*Consigne:*
D'après l'extrait sur le harcèlement au Liban, quelle loi le Parlement libanais ne va-t-il pas adopter lors de ses séances plénières, contrairement à ce qui avait été promis ?

*Extrait:*
________________________________________

Enfin une loi criminalisant le harcèlement sexuel soumise au vote du Parlement


Le Parlement libanais, réuni en séances plénières aujourd’hui et demain, ne va pas adopter, comme promis, une nouvelle loi électorale. Par contre, une loi criminalisant le harcèlement sexuel et raciste va être soumise au vote. Enfin ! Il était grand temps.

Le harcèlement sexuel est monnaie courante au Liban. Le harcèlement raciste aussi. Les mâles qui reluquent les rondeurs de leurs employées, qui n’hésitent pas à balader leurs mains là où ils ne devraient pas, ou qui font des propositions scabreuses et insistantes, sont souvent les mêmes qui maltraitent les travailleurs étrangers. Surtout ceux venus de pays pauvres, dont la peau n’a pas bruni au soleil d’une plage à la mode ou d’une station de ski huppée.

Il y aussi ces marâtres qui prennent plaisir à humilier en public et en privé leur employée de maison, et parfois celle des autres. Sans parler des jeunes cops aux hormones frétillantes et des vieux boucs à la libido finissante qui se permettent les pires insinuations à l’encontre des filles et des femmes qui ont la malencontreuse idée de croiser leur chemin. Et quand ces filles ou ces femmes viennent d’Asie ou d’Afrique, ces insinuations sont encore plus salaces et plus désobligeantes.

________________________________________

*Extraits des lignes:*
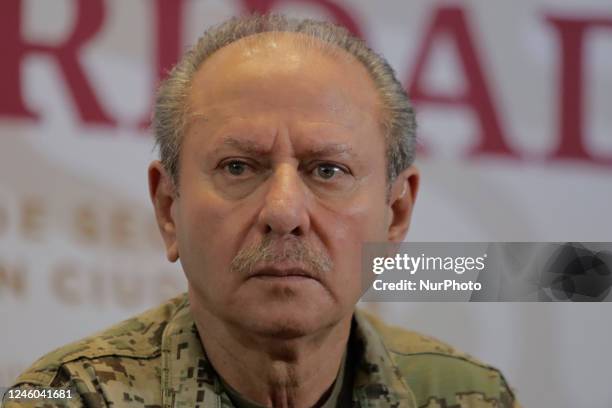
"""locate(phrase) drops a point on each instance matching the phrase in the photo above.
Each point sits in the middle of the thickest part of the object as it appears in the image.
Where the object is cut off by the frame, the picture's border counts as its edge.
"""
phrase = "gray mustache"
(295, 250)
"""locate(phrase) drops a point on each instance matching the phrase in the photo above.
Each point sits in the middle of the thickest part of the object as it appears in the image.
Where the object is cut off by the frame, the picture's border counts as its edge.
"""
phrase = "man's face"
(284, 156)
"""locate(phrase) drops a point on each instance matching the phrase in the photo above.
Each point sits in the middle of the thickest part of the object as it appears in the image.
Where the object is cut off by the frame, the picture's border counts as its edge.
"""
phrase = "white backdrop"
(514, 103)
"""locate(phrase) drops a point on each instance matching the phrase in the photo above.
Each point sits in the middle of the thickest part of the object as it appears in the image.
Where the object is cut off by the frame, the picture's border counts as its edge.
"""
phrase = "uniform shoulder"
(406, 342)
(434, 369)
(136, 337)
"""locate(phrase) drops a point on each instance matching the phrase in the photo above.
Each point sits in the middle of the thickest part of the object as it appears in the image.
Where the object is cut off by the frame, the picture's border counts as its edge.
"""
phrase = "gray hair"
(171, 117)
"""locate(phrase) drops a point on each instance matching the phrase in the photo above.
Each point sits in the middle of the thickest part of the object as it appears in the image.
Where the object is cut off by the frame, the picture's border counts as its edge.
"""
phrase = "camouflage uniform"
(156, 360)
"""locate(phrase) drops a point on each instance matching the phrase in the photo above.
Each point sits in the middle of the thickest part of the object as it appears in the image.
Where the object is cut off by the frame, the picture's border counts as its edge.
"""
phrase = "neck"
(294, 372)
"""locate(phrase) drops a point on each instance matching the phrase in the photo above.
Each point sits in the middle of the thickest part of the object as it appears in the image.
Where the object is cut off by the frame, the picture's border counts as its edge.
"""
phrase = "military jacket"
(156, 359)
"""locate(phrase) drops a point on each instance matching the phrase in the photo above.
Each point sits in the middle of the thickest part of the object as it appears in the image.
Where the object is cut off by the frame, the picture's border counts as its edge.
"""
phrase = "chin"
(288, 321)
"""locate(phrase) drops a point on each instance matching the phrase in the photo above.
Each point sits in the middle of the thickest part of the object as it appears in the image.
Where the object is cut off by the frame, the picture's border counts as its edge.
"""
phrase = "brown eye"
(327, 171)
(236, 168)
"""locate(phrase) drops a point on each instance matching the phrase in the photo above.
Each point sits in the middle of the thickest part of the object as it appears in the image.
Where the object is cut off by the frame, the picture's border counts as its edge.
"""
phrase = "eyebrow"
(257, 149)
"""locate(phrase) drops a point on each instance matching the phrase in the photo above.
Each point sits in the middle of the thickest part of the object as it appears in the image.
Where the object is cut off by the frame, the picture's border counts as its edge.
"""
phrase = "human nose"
(284, 209)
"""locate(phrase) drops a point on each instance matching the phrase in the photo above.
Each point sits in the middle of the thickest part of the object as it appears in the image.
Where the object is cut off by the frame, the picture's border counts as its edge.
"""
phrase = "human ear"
(402, 196)
(163, 195)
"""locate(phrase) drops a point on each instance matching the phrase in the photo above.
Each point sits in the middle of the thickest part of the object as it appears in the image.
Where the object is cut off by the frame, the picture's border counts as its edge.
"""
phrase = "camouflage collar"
(188, 379)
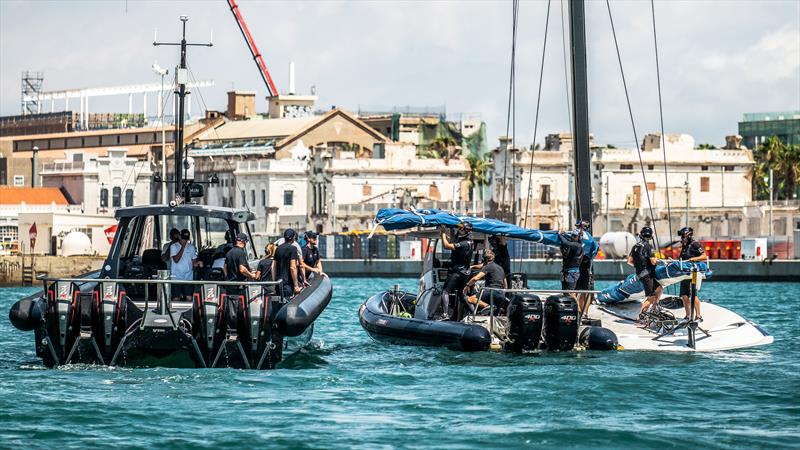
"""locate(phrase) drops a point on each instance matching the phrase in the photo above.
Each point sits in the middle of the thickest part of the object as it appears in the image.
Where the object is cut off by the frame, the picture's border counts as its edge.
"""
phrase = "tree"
(443, 147)
(784, 160)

________________________________________

*Réponse:*
Une nouvelle loi électorale.